課題内容: 以下の行をすべて、空行を除いて、「番号」と「行」の二列からなるMarkdownの表に整形してください。「番号」列には各行の通し番号を記入してください。

演習用の行:

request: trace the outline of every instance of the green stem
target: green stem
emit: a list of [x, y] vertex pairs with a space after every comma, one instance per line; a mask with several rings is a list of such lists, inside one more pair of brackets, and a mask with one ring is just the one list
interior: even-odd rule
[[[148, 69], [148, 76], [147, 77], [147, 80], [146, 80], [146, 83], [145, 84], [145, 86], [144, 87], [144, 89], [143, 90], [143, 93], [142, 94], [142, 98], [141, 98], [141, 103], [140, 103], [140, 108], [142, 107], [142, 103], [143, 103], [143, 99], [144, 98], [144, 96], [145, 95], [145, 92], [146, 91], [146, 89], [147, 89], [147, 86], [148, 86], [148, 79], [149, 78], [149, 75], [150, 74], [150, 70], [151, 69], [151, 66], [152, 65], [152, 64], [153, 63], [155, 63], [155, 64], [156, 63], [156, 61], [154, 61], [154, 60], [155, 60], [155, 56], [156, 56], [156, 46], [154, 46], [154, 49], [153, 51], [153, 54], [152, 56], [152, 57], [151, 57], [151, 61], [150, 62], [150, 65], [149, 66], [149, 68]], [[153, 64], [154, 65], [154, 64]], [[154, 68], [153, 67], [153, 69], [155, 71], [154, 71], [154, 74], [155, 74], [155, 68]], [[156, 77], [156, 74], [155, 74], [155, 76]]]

完成課題:
| 番号 | 行 |
|---|---|
| 1 | request: trace the outline of every instance of the green stem |
| 2 | target: green stem |
| 3 | emit: a list of [x, y] vertex pairs with a space after every comma, one instance per line; a mask with several rings is a list of such lists, inside one more pair of brackets, and a mask with one ring is just the one list |
| 4 | interior: even-odd rule |
| 5 | [[[148, 69], [148, 76], [147, 77], [147, 80], [146, 80], [146, 83], [145, 84], [145, 86], [144, 87], [144, 89], [143, 90], [143, 93], [142, 94], [142, 98], [141, 98], [141, 103], [140, 103], [140, 108], [142, 107], [142, 103], [143, 103], [143, 99], [144, 98], [144, 96], [145, 95], [145, 92], [146, 91], [146, 89], [147, 89], [147, 86], [148, 86], [148, 79], [149, 78], [149, 75], [150, 74], [150, 70], [151, 69], [151, 66], [152, 65], [152, 64], [153, 63], [155, 63], [155, 64], [156, 63], [156, 61], [154, 61], [154, 60], [155, 60], [155, 56], [156, 56], [156, 46], [154, 46], [154, 49], [153, 51], [153, 54], [152, 56], [152, 57], [151, 57], [151, 61], [150, 62], [150, 65], [149, 66], [149, 68]], [[153, 64], [154, 65], [154, 64]], [[154, 68], [153, 67], [153, 69], [155, 71], [154, 71], [154, 74], [155, 74], [155, 68]], [[156, 77], [156, 74], [155, 74], [155, 76]]] |